>> BEGIN

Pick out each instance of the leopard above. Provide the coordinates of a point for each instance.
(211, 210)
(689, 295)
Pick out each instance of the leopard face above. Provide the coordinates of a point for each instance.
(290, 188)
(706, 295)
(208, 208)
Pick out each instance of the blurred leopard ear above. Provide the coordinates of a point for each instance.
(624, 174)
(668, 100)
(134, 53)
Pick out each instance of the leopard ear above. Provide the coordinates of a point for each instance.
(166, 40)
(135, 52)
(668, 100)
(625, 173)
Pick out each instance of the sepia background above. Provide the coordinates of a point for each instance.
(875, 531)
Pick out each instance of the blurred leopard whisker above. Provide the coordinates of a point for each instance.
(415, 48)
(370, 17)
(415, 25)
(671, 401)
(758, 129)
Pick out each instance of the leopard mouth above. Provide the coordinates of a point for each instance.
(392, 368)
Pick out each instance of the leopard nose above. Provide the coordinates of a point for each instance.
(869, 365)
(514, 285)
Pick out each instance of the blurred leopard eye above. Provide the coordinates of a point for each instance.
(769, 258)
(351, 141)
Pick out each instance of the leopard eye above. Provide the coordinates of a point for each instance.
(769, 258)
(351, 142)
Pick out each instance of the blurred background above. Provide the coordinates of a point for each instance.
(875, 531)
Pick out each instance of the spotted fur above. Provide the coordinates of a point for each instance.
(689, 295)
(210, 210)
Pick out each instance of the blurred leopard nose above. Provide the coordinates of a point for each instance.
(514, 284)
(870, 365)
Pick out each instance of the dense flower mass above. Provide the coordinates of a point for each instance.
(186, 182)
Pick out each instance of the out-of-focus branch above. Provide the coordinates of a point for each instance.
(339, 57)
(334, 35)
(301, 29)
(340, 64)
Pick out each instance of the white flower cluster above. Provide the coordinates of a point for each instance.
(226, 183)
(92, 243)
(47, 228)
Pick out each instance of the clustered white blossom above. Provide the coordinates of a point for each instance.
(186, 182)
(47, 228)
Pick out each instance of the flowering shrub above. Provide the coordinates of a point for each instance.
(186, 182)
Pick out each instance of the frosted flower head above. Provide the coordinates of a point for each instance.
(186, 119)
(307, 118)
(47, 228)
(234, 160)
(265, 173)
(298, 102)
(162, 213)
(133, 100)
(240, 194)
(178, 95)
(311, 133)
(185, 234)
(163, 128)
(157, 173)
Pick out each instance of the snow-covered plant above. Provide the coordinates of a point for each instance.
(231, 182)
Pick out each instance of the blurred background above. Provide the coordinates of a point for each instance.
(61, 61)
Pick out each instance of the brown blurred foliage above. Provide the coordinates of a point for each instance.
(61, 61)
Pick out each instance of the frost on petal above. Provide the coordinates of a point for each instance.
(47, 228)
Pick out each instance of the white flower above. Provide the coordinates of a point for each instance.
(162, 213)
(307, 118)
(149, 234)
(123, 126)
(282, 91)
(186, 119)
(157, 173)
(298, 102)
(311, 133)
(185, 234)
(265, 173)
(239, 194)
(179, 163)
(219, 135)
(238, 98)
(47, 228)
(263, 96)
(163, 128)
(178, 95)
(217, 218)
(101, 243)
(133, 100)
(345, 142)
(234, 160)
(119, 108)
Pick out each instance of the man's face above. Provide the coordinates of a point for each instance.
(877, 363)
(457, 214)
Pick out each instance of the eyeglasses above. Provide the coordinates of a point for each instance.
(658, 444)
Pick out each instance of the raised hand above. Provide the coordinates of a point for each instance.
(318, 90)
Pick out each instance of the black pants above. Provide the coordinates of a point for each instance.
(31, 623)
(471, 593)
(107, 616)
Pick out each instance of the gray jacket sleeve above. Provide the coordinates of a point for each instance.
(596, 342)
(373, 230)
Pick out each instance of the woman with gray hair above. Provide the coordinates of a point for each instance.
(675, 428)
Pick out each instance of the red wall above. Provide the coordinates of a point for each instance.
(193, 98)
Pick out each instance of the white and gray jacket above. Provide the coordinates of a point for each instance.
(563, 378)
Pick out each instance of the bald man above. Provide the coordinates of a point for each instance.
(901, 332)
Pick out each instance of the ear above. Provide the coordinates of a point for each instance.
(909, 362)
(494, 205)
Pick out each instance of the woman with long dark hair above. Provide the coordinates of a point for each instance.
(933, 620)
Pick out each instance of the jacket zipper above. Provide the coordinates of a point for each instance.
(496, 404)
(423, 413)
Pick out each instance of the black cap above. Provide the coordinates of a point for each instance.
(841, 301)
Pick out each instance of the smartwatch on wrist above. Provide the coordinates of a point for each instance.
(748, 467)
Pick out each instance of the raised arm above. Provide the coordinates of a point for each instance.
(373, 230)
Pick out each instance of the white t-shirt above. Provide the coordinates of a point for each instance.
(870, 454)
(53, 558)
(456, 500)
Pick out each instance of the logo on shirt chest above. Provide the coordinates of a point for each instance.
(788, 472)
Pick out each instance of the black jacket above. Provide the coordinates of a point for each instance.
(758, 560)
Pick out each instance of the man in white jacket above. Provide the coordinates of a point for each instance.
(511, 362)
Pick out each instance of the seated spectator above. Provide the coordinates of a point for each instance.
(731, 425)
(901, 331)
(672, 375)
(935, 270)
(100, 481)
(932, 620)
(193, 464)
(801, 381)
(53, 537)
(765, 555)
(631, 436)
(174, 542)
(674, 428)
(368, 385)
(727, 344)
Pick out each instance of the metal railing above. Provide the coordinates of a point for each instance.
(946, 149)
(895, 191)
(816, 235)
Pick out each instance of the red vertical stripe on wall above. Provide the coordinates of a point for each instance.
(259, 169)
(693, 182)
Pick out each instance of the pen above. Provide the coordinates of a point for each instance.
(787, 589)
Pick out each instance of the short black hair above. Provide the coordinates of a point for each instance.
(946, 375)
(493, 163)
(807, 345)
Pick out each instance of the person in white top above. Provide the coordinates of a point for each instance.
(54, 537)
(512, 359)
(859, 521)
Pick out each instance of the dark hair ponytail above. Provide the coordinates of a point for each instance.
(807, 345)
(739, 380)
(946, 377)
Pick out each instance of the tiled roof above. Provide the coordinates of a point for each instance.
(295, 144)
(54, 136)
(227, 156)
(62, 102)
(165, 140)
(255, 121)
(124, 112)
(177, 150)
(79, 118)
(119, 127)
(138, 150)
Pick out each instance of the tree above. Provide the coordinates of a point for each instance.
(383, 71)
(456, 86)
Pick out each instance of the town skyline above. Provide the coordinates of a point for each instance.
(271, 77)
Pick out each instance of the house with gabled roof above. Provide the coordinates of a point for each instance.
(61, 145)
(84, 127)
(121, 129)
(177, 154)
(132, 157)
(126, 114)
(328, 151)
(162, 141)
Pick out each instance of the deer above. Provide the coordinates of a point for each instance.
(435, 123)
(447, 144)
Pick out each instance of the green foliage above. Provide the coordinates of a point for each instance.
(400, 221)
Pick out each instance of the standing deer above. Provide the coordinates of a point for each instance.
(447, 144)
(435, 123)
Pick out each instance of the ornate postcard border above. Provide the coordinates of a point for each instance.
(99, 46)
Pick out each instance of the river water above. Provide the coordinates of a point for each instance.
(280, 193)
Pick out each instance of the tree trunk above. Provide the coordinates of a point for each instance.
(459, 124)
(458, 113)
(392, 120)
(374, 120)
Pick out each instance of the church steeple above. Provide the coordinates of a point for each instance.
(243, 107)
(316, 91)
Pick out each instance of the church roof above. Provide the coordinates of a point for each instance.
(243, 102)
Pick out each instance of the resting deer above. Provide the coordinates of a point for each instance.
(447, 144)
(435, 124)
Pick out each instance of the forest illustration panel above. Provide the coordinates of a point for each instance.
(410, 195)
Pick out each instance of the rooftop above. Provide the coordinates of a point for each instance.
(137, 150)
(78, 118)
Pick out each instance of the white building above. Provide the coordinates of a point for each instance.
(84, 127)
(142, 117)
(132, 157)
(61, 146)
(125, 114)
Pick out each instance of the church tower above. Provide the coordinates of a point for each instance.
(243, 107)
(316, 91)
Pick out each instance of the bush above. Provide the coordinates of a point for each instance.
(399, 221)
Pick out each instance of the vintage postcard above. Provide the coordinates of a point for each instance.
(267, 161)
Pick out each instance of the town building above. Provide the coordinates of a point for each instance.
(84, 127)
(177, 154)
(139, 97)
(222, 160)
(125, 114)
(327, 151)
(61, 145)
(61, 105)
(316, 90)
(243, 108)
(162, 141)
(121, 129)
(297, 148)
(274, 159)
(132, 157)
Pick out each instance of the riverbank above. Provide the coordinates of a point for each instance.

>> END

Your task is to output exactly the lines running from the one with "Pick out each instance of the bush" through the final line of the material above, with both ends included.

→ **FINISHED EXERCISE**
Pick out each instance of the bush above. Provide the coordinates of a point for each instance.
(399, 221)
Pick out each instance of the vintage postcard above. Provide the coordinates of a point for each instance.
(267, 161)
Pick out each instance of the town building above. Provide the coordinates of a point for each instance.
(84, 127)
(177, 154)
(139, 97)
(222, 160)
(125, 114)
(327, 151)
(61, 145)
(61, 105)
(316, 90)
(243, 108)
(162, 141)
(121, 129)
(297, 148)
(274, 159)
(132, 157)
Pick out each instance of the riverbank above. Provide the coordinates of a point for each instance.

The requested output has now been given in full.